Task requirements: Reproduce all of the lines below, including the requests, but add 124 to every coordinate value in the answers. Leave the pictures out of your reply.
>> START Provided entries
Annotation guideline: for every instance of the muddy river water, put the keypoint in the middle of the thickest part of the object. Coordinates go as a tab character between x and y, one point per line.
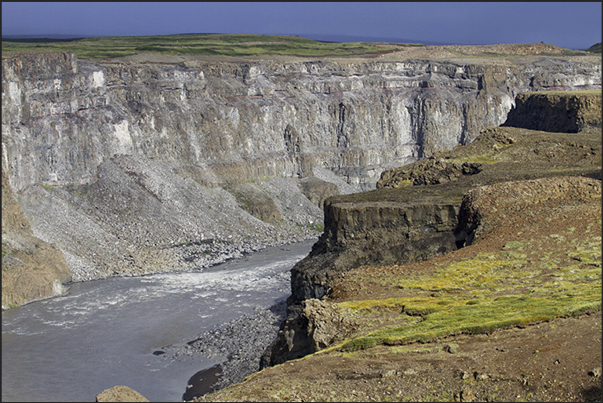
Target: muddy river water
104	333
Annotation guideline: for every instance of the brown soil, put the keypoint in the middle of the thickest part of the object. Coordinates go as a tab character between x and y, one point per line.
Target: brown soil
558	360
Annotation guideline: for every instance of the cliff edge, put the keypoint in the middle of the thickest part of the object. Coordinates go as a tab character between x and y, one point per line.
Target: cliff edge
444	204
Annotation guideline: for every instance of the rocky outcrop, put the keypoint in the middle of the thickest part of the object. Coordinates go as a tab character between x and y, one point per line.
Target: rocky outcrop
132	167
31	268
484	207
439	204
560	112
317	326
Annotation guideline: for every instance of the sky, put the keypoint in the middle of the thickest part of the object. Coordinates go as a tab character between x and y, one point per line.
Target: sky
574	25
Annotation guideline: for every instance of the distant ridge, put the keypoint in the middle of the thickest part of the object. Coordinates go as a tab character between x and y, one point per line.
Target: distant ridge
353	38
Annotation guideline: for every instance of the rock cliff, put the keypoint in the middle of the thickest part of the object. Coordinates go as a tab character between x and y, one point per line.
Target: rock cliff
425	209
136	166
>> END Provided entries
Solution for this task:
Annotation guideline: for every instance of the muddy river water, put the keypoint in the middle of the thickest part of the object. Coordinates go as a tab character between x and y, one point per line.
Target: muddy river water
228	457
Annotation guideline: for every instance of the brown soil, put the keypoint in the middle of the thickest part of the object. Coordinates go as a tab character between x and y, one point per line.
Target: brown soil
682	484
Annotation guideline: for every instance of the cliff edge, put the keypoint in the middle of the thickest part of the object. Coordinates go as a tab character between x and y, one point per line.
Target: cliff edge
568	328
Annotation guideline: for every instance of the rocky outcrop, put the keypoint in the middle of the thickest part of the object. Coordinates go as a tab character between x and y, one point per line.
Target: rocky outcrop
256	291
155	392
608	331
563	328
684	236
441	450
Annotation guideline: for every instance of the sky, put the keypoint in the middle of the thickest part of the object. Coordinates go as a tab character between x and y, one point per line.
Target: sky
698	149
Annotation guideline: for every instance of the distant ridge, put the keypoint in the middle of the thickest part of the object. Coordinates go as a tab character between x and y, one point per line.
Target: distant ridge
477	162
Annotation guideline: for every instance of the rock cliff, put the keypoint in the middle of the thickest part of the object. Coordinates go as a tab character between x and y, one point per line.
Target: rock cliff
549	333
260	290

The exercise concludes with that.